Records from a collection
··········

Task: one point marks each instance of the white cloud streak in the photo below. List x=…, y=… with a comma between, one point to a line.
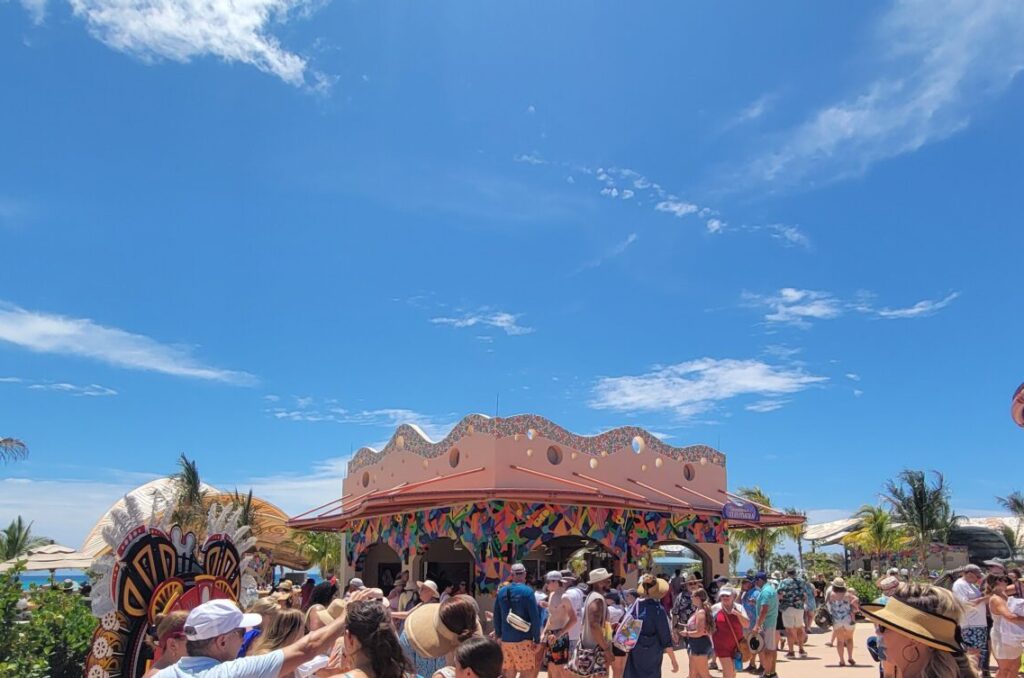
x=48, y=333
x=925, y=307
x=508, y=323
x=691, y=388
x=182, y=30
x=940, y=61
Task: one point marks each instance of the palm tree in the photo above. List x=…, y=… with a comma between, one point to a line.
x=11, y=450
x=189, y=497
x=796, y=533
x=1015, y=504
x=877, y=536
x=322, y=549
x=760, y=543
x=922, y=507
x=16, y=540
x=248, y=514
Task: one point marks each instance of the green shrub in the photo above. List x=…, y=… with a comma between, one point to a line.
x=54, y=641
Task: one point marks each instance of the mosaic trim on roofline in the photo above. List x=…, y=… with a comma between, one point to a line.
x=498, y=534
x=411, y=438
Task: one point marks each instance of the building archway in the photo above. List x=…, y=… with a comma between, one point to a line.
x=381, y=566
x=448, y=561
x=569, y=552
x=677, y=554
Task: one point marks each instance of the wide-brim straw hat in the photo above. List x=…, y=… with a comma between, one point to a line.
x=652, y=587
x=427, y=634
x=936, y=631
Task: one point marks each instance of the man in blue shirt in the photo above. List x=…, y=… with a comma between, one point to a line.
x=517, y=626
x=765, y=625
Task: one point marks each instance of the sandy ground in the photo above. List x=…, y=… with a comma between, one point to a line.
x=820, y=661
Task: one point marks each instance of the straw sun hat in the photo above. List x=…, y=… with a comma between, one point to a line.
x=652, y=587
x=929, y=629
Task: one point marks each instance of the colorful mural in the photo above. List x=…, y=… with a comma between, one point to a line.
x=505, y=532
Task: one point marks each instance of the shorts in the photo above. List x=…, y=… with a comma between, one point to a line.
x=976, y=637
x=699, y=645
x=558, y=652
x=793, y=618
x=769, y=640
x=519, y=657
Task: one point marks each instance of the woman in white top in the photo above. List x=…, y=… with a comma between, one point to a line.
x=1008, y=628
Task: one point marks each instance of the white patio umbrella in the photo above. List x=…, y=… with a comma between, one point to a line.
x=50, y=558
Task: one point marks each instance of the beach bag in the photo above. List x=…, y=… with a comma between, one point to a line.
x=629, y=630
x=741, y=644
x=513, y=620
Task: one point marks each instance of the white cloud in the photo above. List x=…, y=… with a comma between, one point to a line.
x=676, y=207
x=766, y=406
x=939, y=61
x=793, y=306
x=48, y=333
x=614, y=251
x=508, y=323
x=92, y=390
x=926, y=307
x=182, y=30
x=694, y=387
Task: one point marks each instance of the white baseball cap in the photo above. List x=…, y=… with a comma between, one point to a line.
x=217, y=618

··········

Directions for this task: Each of the lines above should be transcribed exactly; no image is to be copied.

Solution below:
Task: one point marks each instance of the white cloud streak in the photo below. List x=…, y=… with a comma between, one point to a line.
x=48, y=333
x=925, y=307
x=508, y=323
x=691, y=388
x=182, y=30
x=940, y=61
Task: one point marks each instance of the palm tree in the photo above. List x=…, y=… with a comma between, one point to a line.
x=11, y=450
x=189, y=497
x=796, y=533
x=1015, y=504
x=877, y=536
x=322, y=549
x=760, y=543
x=922, y=507
x=16, y=540
x=248, y=514
Task: one point marks each instance of the green shrub in the photo above. List x=…, y=… with a comma between, one point to a line.
x=54, y=641
Task: one point marks each instance of the mosaic trim on roofline in the photo above. List x=…, y=… with a comma between, one point to a line.
x=498, y=534
x=411, y=438
Task: one point marks each instance of the building archway in the photo above. List x=…, y=… with a comma between, one point to a line.
x=381, y=566
x=448, y=561
x=569, y=552
x=677, y=554
Task: one point marks each instance of the wide-brim straw hat in the photo above. List x=…, y=… with a comma between, one point to a line.
x=652, y=587
x=427, y=634
x=936, y=631
Task: one point marks each instance of the man in blue shirt in the photo above. List x=…, y=… with a comma between, one point to a line.
x=517, y=626
x=765, y=625
Task: one point marks each instance of the sandy ground in the photo above. List x=…, y=… with a comma between, one point to a line.
x=820, y=661
Task: one point marks each instance of the straw sun hat in the photo above. List x=…, y=… with a comma between, one point to a line.
x=652, y=587
x=929, y=629
Task: one point marks each instance of the colorful mural in the photo above. List x=…, y=… with a comma between, one point to a line.
x=505, y=532
Task: one point marks each instance of the shorts in the photo above. List x=…, y=… with a comma between, one point to a line.
x=976, y=637
x=699, y=645
x=558, y=652
x=793, y=618
x=769, y=640
x=519, y=657
Task: one point marks each instance of the woman in white top in the photo above. List x=…, y=… with a comma between, one point to a line.
x=1008, y=628
Task: one point marks each instance of the white patio umbrella in the photo above. List x=…, y=… with a comma between, one point to a line.
x=50, y=558
Task: one point marks each instance of the beach bag in the photo above. List x=…, y=… with a comma between, one point to a line.
x=629, y=630
x=741, y=644
x=513, y=620
Task: one point marks each instance of the white cloud in the photo above. List x=…, y=… with a comma between, one point to a line.
x=676, y=207
x=766, y=406
x=939, y=61
x=793, y=306
x=48, y=333
x=614, y=251
x=508, y=323
x=92, y=390
x=926, y=307
x=182, y=30
x=694, y=387
Task: one point marks each instance of the white baseball cap in the photo above. List x=…, y=… with a comma between, one point to a line.
x=217, y=618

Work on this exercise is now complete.